▸ **DOCUMENT SEGMENT**
....................
# The Struggle is Real: Euro's fish and MTS



## Euro (Nov 13, 2015)

Sort of starting another journal for just my general betta keeping (with some appearances by other fish in the house as well).

I always had fish growing up. My mom and dad set up a 29 gallon tank when I was just a small kid and we had a pair of gouramis, some dainios and a pleco in it. There were other fish and there might have been an angelfish as well (yikes, to the pleco and the fish mixing I know), but I always remember having that tank right at the wall of our kitchen. I remember the day that tank finally broke, one of the seals spring a leak and in one great, crashing gush, gallons of water spilled onto the floor. We tried to save as many fish as we could, but only one single gourami survived. We were moving in a few weeks anyway, so my parents said "well, we'll just leave him in the broken tank" until we do move. There was about 6 inches of water up from the bottom, so the poor thing lived in that until we moved houses and got a new tank and reset that up.

I left for college and that last gourami finally croaked after putting up the good fight. I came home one day around my sophomore year to find the tank gone. My parents had craigslisted it because they couldn't keep ahead of the upkeep. 

Jump forward to 2013. I had just moved to Washington, DC for grad school. My soon-to-be wife and I just moved into our first apartment and we went to petco to look at the kitties UFA to see if one was right for us. We came out with a new betta boy, a 1.5 gallon bowl, conditioner, food, gravel and plants. I had no idea what I was doing. Neither did she. Lord Gordon struggled for a few weeks for it was the dead of winter and our heat did not work. I then realized my mistake. I quickly upgraded him to a mini-bow 2.5 and got him a heater and that is when I saw his true personality show. 

Lord Gordon was with us for maybe a year before he died of a sickness (I believe it was a combo ICH and fin rot, but I don't recall, I wasn't read up on betta illnesses back then). Since I was busy with life and school and heavily depressed living in the city, I didn't realize how quickly and how severely he had gotten sick so by the time I saw it, it was too late. He was living in a 10 gallon by then with a quartet of panda cory friends for the bottom. I set up his old 2.5 as a hospital tank and he held on for a week before he died. I still am upset with myself and I vowed that I wouldn't let that happen ever again. I still miss him often and I think about him whenever I see those mini-bows on the shelf at petco.
....................
▸ **DIRECTIONS**
a) According to the post, what size was the tank the writer's parents set up during the writer's childhood?
b) Please rewrite the paragraph of the post beginning "Jump forward to 2013" as a short bulleted list, keeping its main facts.
c) For each statement, answer yes or no according to the post, and quote the words that decide it: (i) Lord Gordon eventually lived in a 10 gallon tank with panda corys. (ii) The writer's parents gave the old tank to a neighbor. (iii) Two gouramis survived when the first tank broke.
The records come from a different source than the post.

▸ **DATA PROVIDED**
....................
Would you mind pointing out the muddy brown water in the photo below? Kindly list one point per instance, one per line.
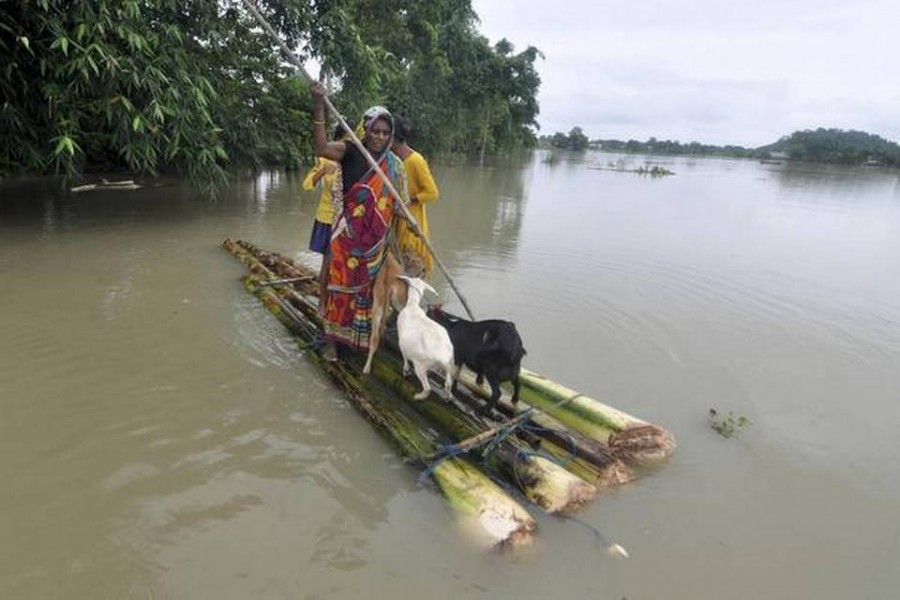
(162, 437)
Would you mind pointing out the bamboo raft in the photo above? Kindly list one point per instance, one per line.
(556, 450)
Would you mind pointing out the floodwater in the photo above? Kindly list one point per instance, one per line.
(161, 436)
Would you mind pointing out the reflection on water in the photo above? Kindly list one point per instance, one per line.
(161, 435)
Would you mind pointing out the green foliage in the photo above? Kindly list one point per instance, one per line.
(821, 145)
(654, 171)
(196, 87)
(727, 425)
(575, 140)
(837, 146)
(669, 147)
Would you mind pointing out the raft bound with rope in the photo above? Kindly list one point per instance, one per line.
(554, 452)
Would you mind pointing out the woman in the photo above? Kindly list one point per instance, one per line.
(361, 225)
(422, 190)
(323, 173)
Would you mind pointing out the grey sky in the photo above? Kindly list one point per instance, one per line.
(712, 71)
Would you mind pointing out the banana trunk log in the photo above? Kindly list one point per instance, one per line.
(500, 520)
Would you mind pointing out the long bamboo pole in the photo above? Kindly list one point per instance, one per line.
(547, 484)
(414, 225)
(497, 519)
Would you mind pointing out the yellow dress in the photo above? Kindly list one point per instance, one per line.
(422, 190)
(320, 171)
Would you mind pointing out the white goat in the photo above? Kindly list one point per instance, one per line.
(423, 341)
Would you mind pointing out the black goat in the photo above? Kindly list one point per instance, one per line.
(491, 348)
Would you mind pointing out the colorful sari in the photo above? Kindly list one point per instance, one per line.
(358, 249)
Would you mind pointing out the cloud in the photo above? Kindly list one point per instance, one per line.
(708, 70)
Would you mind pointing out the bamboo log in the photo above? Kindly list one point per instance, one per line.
(631, 438)
(587, 458)
(542, 481)
(500, 520)
(598, 449)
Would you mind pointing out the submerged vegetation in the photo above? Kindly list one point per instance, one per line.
(833, 146)
(726, 425)
(195, 87)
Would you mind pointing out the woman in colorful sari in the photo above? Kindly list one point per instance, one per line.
(362, 222)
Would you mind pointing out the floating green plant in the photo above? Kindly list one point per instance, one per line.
(727, 425)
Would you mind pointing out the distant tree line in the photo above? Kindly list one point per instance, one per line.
(196, 87)
(838, 146)
(575, 140)
(834, 146)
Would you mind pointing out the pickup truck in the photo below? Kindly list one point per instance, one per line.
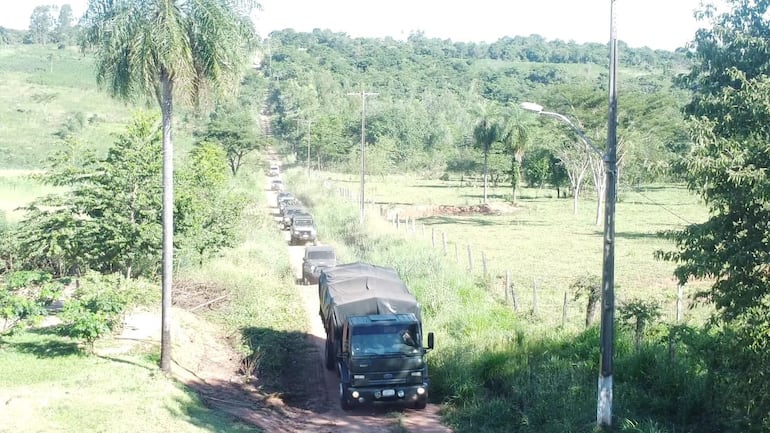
(302, 229)
(317, 258)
....................
▸ **RESULTS OF THE TASKS**
a) A 29 gallon tank.

b)
- In 2013, the writer moved to Washington, DC for grad school and into a first apartment with a soon-to-be wife.
- They went to Petco to look at the kitties up for adoption but left with a betta, a 1.5 gallon bowl, conditioner, food, gravel and plants.
- Neither of them knew what they were doing.
- Lord Gordon struggled for a few weeks in the dead of winter because their heat did not work.
- The writer upgraded him to a mini-bow 2.5 with a heater, and then his true personality showed.

c)
(i) Yes: "He was living in a 10 gallon by then with a quartet of panda cory friends for the bottom."
(ii) No: "My parents had craigslisted it because they couldn't keep ahead of the upkeep."
(iii) No: "only one single gourami survived."